**AUFGABENLISTE:**
1) Auf welchem Platz steht Kasachstan laut dem Text über Kasachstan im jüngsten Ranking des Weltwirtschaftsforums?
2) Führe den Text über Kasachstan im Anschluss an seinen letzten Satz weiter.

*** VORLIEGENDER TEXT

Die Wiederbelebung der Seidenstraße ist ein wichtiger Schritt für den logistischen Ausbau Kasachstans. Die zentralasiatische Republik spielt damit eine wichtige Rolle in der wirtschaftlichen und logistischen Verflechtung von Europa und Asien.

Die dynamische Entwicklung Kasachstans der letzten Jahre bestätigte das Weltwirtschaftsforum mit dem jüngsten Ranking „Global Competitiveness Index 2012– 2013“. Unter den 144 Ländern nimmt Kasachstan den 51. Platz ein und hat sich gegenüber dem vorherigen Ranking um 21 Plätze verbessert. Mit einer Fläche von 2.724.900 Quadratkilometern ist Kasachstan der neuntgrößte Staat der Erde. Vergleichsweise hat Deutschland eine kleine Ausdehnung von 357.121 Quadratkilometern.

Experten haben festgestellt, dass auf der einen Seite die weltweite Beachtung Kasachstans als Beschaffungsmarkt für Rohstoffe und Halbmaterialien zunimmt, auf der anderen Seite beträchtliche Entfernungen zwischen den bedeutenden Wirtschaftszentren innerhalb der Republik bestehen. Am landesweiten Frachtumschlag hat die Eisenbahn einen Anteil von drei Fünftel, ohne Berücksichtigung des Pipelinetransports von drei Viertel. Das Streckennetz der Eisenbahn hat eine Gesamtlänge von 15.100 Kilometern, darunter ca. 5.000 Kilometer zweigleisige und 4.000 Kilometer elektrifizierte Strecken.

******
*** ROHDATEN

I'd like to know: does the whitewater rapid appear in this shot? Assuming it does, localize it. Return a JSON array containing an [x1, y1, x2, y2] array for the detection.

******

**LÖSUNGEN:**
1) Auf dem 51. Platz unter 144 Ländern.

2)
Kasachstan ist für Deutschland mit einem bilateralen Handelsvolumen von 5,93 Milliarden. EUR im Jahr 2012 der mit Abstand wichtigste Handelspartner in Zentralasien. Mit insgesamt 1,98 Milliarden Euro exportiert Kasachstan vor allem Erdöl, Eisen und Stahlerzeugnisse sowie chemische Produkte im Wert von insgesamt 3,95 Milliarden Euro. Eine besondere Bedeutung hat Kasachstan für Deutschland als viertgrößter Öllieferant. Die wichtigsten deutschen Direktinvestitionen in Kasachstan liegen, nach Informationen des Auswärtigen Amtes der Bundesrepublik, im Bereich Baustoffproduktion und Einzelhandel.

Kasachstans historische Transitfunktion

Die Rolle Kasachstans als Transitland zwischen Asien und Europa hat eine historische Dimension. Die bedeutendste Handelsstraße aller Zeiten, die „Große Seidenstraße“, verlief auf einem ihrer nördlichen Zweige in einer Länge von ca. 1.700 Kilometer über das Territorium des heutigen Kasachstan. Auf der historischen Seidenstraße, welche Asien mit dem Mittelmeerraum verband, wurden Gold, Edelsteine und vor allem Glas in asiatische Richtung transportiert, während Pelze, Keramik, Jade, Bronze, Lacke und Eisen in westliche Richtung befördert wurden. War zu damaliger Zeit der Landweg die Haupt-Handelsverbindung zwischen Asien und Europa, werden heute rund 95 Prozent des Güterverkehrs zwischen Asien und Europa über den Seeweg abgewickelt.

Anfang September 2013 hatte der chinesische Staatspräsident Xi Jinping bei seinem Staatsbesuch in Kasachstan das Konzept der „Wirtschaftsregion Seidenstraße“ entwickelt. Das Konzept erregte in Asien, Europa und weltweit große Aufmerksamkeit.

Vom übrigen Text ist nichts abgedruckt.